### Stated problem
Reproduce the forum thread on discretization error for exponential growth in full, word for word.

### Text extract
________
For any discretization I think you end up with a linear recurrence $$A_{n+1}y_{n+1} = A_ny_n + \dots + A_{n-k}y_{n-k}$$ where each $A_i \in \mathbb{C}[a\Delta t]$. The solution is then $$y_n = \sum_{j=1}^{k+1} \alpha_jn^{m_j}\Lambda_j^n$$ where the $\Lambda_j$ are the roots of $$A_{n+1}\Lambda^{k+1} = A_n\Lambda^k + \dots + A_{n-k}$$ and $m_j = 0$ unless there are repeated roots. The coefficients $\alpha_j$ are determined by $y_0, y_1, \dots, y_k$. You can see from this that the absolute error $|e^{na\Delta t} - y_n|$ will increase without bound as $n \to \infty$ with $a\Delta t > 0$.

feynman1
pasmith said:
For any discretization I think you end up with a linear recurrence $$A_{n+1}y_{n+1} = A_ny_n + \dots + A_{n-k}y_{n-k}$$ where each $A_i \in \mathbb{C}[a\Delta t]$. The solution is then $$y_n = \sum_{j=1}^{k+1} \alpha_jn^{m_j}\Lambda_j^n$$ where the $\Lambda_j$ are the roots of $$A_{n+1}\Lambda^{k+1} = A_n\Lambda^k + \dots + A_{n-k}$$ and $m_j = 0$ unless there are repeated roots. The coefficients $\alpha_j$ are determined by $y_0, y_1, \dots, y_k$. You can see from this that the absolute error $|e^{na\Delta t} - y_n|$ will increase without bound as $n \to \infty$ with $a\Delta t > 0$.
thanks a lot then what finite differences can solve this eq?

feynman1 said:
thanks a lot then what finite differences can solve this eq?

I think the main point here is that the solution grows exponentially, and any discretization constructs polynomial approximations. The exponential will eventually grow faster than the polynomial, and then you'll never be able to catch up.
________
### Source data

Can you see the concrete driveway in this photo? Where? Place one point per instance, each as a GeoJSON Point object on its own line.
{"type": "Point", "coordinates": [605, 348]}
________
### Full solution
For any discretization I think you end up with a linear recurrence $$A_{n+1}y_{n+1} = A_ny_n + \dots + A_{n-k}y_{n-k}$$ where each $A_i \in \mathbb{C}[a\Delta t]$. The solution is then $$y_n = \sum_{j=1}^{k+1} \alpha_jn^{m_j}\Lambda_j^n$$ where the $\Lambda_j$ are the roots of $$A_{n+1}\Lambda^{k+1} = A_n\Lambda^k + \dots + A_{n-k}$$ and $m_j = 0$ unless there are repeated roots. The coefficients $\alpha_j$ are determined by $y_0, y_1, \dots, y_k$. You can see from this that the absolute error $|e^{na\Delta t} - y_n|$ will increase without bound as $n \to \infty$ with $a\Delta t > 0$.

feynman1
pasmith said:
For any discretization I think you end up with a linear recurrence $$A_{n+1}y_{n+1} = A_ny_n + \dots + A_{n-k}y_{n-k}$$ where each $A_i \in \mathbb{C}[a\Delta t]$. The solution is then $$y_n = \sum_{j=1}^{k+1} \alpha_jn^{m_j}\Lambda_j^n$$ where the $\Lambda_j$ are the roots of $$A_{n+1}\Lambda^{k+1} = A_n\Lambda^k + \dots + A_{n-k}$$ and $m_j = 0$ unless there are repeated roots. The coefficients $\alpha_j$ are determined by $y_0, y_1, \dots, y_k$. You can see from this that the absolute error $|e^{na\Delta t} - y_n|$ will increase without bound as $n \to \infty$ with $a\Delta t > 0$.
thanks a lot then what finite differences can solve this eq?

feynman1 said:
thanks a lot then what finite differences can solve this eq?

I think the main point here is that the solution grows exponentially, and any discretization constructs polynomial approximations. The exponential will eventually grow faster than the polynomial, and then you'll never be able to catch up.